- _DIRECTIVE_: Reproduce the material from its first line through the line containing "M 65 42 L 70", requests included, and shift every coordinate in the answers by adding 118. Give only that portion.

- _RECORD SET_:
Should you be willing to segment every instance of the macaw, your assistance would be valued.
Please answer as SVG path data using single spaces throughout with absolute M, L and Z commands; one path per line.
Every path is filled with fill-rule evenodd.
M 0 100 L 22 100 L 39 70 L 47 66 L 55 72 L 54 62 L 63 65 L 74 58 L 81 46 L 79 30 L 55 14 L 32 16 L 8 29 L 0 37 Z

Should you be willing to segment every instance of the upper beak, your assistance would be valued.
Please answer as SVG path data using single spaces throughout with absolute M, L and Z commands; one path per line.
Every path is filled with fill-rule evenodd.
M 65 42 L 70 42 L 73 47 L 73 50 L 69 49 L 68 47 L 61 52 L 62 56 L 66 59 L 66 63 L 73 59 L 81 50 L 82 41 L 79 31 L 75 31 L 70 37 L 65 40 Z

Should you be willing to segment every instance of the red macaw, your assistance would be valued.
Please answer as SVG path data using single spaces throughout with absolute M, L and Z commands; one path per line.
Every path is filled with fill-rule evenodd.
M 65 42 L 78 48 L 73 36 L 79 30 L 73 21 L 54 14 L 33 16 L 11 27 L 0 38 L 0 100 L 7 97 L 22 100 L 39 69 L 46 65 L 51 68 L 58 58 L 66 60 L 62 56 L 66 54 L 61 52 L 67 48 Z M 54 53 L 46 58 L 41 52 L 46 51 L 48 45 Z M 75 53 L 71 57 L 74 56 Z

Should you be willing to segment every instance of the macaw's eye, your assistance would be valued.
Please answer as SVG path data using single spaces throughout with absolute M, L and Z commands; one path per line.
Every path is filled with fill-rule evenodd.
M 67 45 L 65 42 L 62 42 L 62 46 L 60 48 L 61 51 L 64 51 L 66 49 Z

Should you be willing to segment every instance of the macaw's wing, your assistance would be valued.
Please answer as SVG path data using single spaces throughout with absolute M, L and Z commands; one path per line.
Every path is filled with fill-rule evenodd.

- _PROBLEM SOLUTION_:
Should you be willing to segment every instance of the macaw, your assistance would be valued.
Please answer as SVG path data using single spaces throughout with absolute M, L and Z commands; one path per line.
Every path is filled with fill-rule evenodd.
M 118 218 L 140 218 L 157 188 L 165 184 L 173 190 L 172 180 L 181 183 L 192 176 L 199 164 L 197 148 L 173 132 L 150 134 L 126 147 L 118 155 Z

Should you be willing to segment every instance of the upper beak, your assistance would be valued.
Please answer as SVG path data using single spaces throughout with absolute M, L and Z commands; one path per line.
Every path is filled with fill-rule evenodd.
M 183 160 L 188 160 L 191 165 L 191 168 L 187 167 L 186 165 L 179 170 L 180 174 L 184 177 L 184 181 L 191 177 L 199 168 L 200 159 L 197 149 L 193 149 L 188 155 L 183 158 Z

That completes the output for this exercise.